简短任务 a: 把文章后面的所有数据行一字不差地重新打一遍，答案里不要放图片。

文档片段:
-----

【原创】大叔经验分享(55)spark连接kudu报错
spark-2.4.2
kudu-1.7.0
开始尝试
1)自己手工将jar加到classpath
spark-2.4.2-bin-hadoop2.6
+
kudu-spark2_2.11-1.7.0-cdh5.16.1.jar
# bin/spark-shell
scala> val df = spark.read.options(Map("kudu.master" -> "master:7051", "kudu.table" -> "impala::test.tbl_test")).format("kudu").load
java.lang.ClassNotFoundException: Failed to find data source: kudu. Please find packages at http://spark.apache.org/third-party-projects.html
at org.apache.spark.sql.execution.datasources.DataSource$.lookupDataSource(DataSource.scala:660)
at org.apache.spark.sql.DataFrameReader.load(DataFrameReader.scala:194)
at org.apache.spark.sql.DataFrameReader.load(DataFrameReader.scala:167)
... 49 elided
Caused by: java.lang.ClassNotFoundException: kudu.DefaultSource
at scala.reflect.internal.util.AbstractFileClassLoader.findClass(AbstractFileClassLoader.scala:72)
at java.lang.ClassLoader.loadClass(ClassLoader.java:424)
at java.lang.ClassLoader.loadClass(ClassLoader.java:357)
at org.apache.spark.sql.execution.datasources.DataSource$.$anonfun$lookupDataSource$5(DataSource.scala:634)
at scala.util.Try$.apply(Try.scala:213)
at org.apache.spark.sql.execution.datasources.DataSource$.$anonfun$lookupDataSource$4(DataSource.scala:634)
at scala.util.Failure.orElse(Try.scala:224)
at org.apache.spark.sql.execution.datasources.DataSource$.lookupDataSource(DataSource.scala:634)
... 51 more
2)采用官方的方式(将kudu版本改为1.7.0)
spark-2.4.2-bin-hadoop2.6
# bin/spark-shell --packages org.apache.kudu:kudu-spark2_2.11:1.7.0
same error
3)采用官方的方式(不修改)
spark-2.4.2-bin-hadoop2.6
# bin/spark-shell --packages org.apache.kudu:kudu-spark2_2.11:1.9.0
scala> val df = spark.read.options(Map("kudu.master" -> "master:7051", "kudu.table" -> "impala::test.tbl_test")).format("kudu").load
java.lang.NoClassDefFoundError: scala/Product$class
at org.apache.kudu.spark.kudu.Upsert$.<init>(OperationType.scala:41)
at org.apache.kudu.spark.kudu.Upsert$.<clinit>(OperationType.scala)
at org.apache.kudu.spark.kudu.DefaultSource$$anonfun$getOperationType$2.apply(DefaultSource.scala:217)
at org.apache.kudu.spark.kudu.DefaultSource$$anonfun$getOperationType$2.apply(DefaultSource.scala:217)

-----

任务输入:
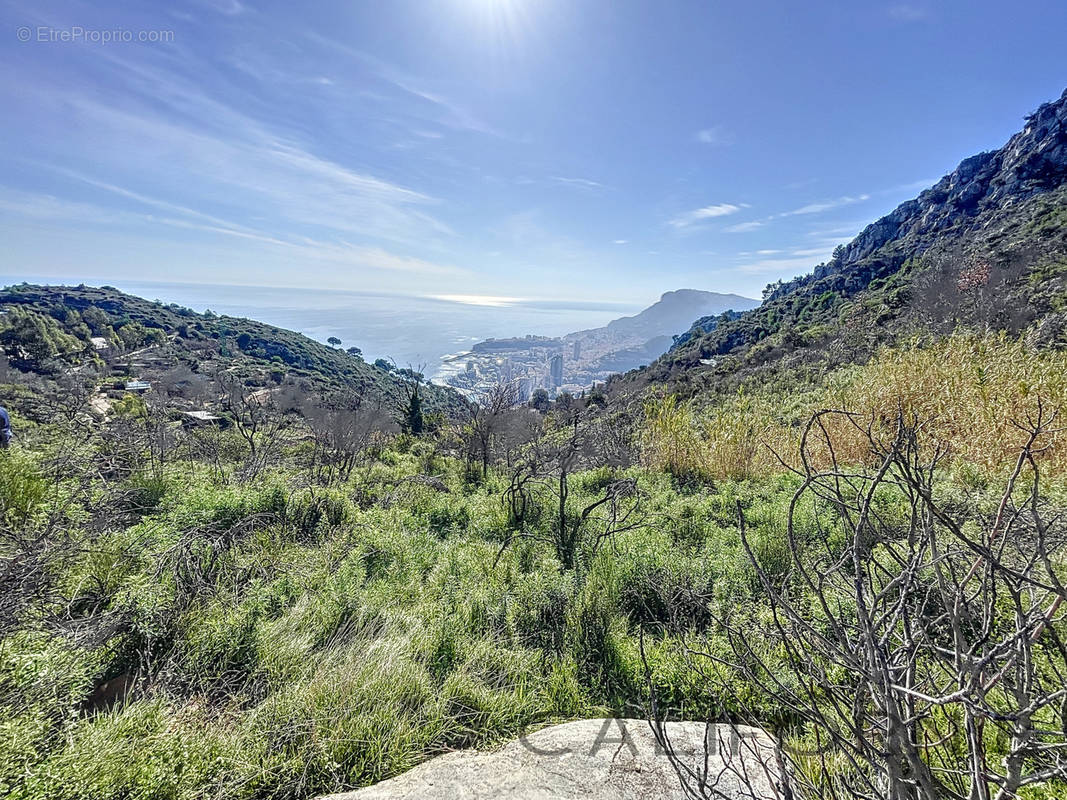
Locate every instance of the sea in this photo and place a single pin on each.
(419, 331)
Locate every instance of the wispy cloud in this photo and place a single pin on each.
(717, 134)
(707, 212)
(744, 227)
(814, 208)
(447, 112)
(579, 182)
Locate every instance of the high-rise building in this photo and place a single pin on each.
(556, 369)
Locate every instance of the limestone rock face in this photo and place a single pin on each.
(596, 760)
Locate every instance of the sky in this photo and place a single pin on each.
(486, 150)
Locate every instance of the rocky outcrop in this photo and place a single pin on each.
(596, 760)
(1033, 161)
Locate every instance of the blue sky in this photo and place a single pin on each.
(589, 149)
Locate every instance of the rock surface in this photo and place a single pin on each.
(595, 760)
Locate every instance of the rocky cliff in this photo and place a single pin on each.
(984, 249)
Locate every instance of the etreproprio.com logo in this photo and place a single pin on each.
(78, 34)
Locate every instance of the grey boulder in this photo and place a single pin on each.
(599, 760)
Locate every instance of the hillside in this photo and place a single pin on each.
(102, 329)
(983, 249)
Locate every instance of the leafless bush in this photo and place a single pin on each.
(909, 657)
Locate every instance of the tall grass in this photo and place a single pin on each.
(970, 393)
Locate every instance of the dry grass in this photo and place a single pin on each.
(968, 392)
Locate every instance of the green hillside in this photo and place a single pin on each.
(152, 339)
(841, 516)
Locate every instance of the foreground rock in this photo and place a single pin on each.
(596, 760)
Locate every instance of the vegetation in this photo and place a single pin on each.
(306, 596)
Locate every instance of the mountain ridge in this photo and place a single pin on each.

-----

简短任务 b: 把上面讲spark连接kudu报错的文章里，从“at scala.util.Failure.orElse(Try.scala:224)”一直往下到“3)采用官方的方式(不修改)”的这一段原样照抄出来。

最终结果 a:
Locate every instance of the sea in this photo and place a single pin on each.
(419, 331)
Locate every instance of the wispy cloud in this photo and place a single pin on each.
(717, 134)
(707, 212)
(744, 227)
(814, 208)
(447, 112)
(579, 182)
Locate every instance of the high-rise building in this photo and place a single pin on each.
(556, 369)
Locate every instance of the limestone rock face in this photo and place a single pin on each.
(596, 760)
Locate every instance of the sky in this photo and place a single pin on each.
(486, 150)
Locate every instance of the rocky outcrop in this photo and place a single pin on each.
(596, 760)
(1033, 161)
Locate every instance of the blue sky in this photo and place a single pin on each.
(589, 149)
Locate every instance of the rock surface in this photo and place a single pin on each.
(595, 760)
Locate every instance of the rocky cliff in this photo and place a single pin on each.
(984, 249)
Locate every instance of the etreproprio.com logo in this photo and place a single pin on each.
(78, 34)
Locate every instance of the grey boulder in this photo and place a single pin on each.
(599, 760)
Locate every instance of the hillside in this photo and place a single pin on each.
(102, 329)
(983, 249)
Locate every instance of the leafless bush in this photo and place a single pin on each.
(909, 657)
Locate every instance of the tall grass in this photo and place a single pin on each.
(970, 393)
Locate every instance of the dry grass in this photo and place a single pin on each.
(968, 392)
Locate every instance of the green hillside in this photo and place a single pin on each.
(152, 339)
(841, 516)
Locate every instance of the foreground rock in this photo and place a single pin on each.
(596, 760)
Locate every instance of the vegetation in this photo and place a single pin on each.
(306, 596)
Locate every instance of the mountain ridge in this photo and place a single pin on each.

最终结果 b:
at scala.util.Failure.orElse(Try.scala:224)
at org.apache.spark.sql.execution.datasources.DataSource$.lookupDataSource(DataSource.scala:634)
... 51 more
2)采用官方的方式(将kudu版本改为1.7.0)
spark-2.4.2-bin-hadoop2.6
# bin/spark-shell --packages org.apache.kudu:kudu-spark2_2.11:1.7.0
same error
3)采用官方的方式(不修改)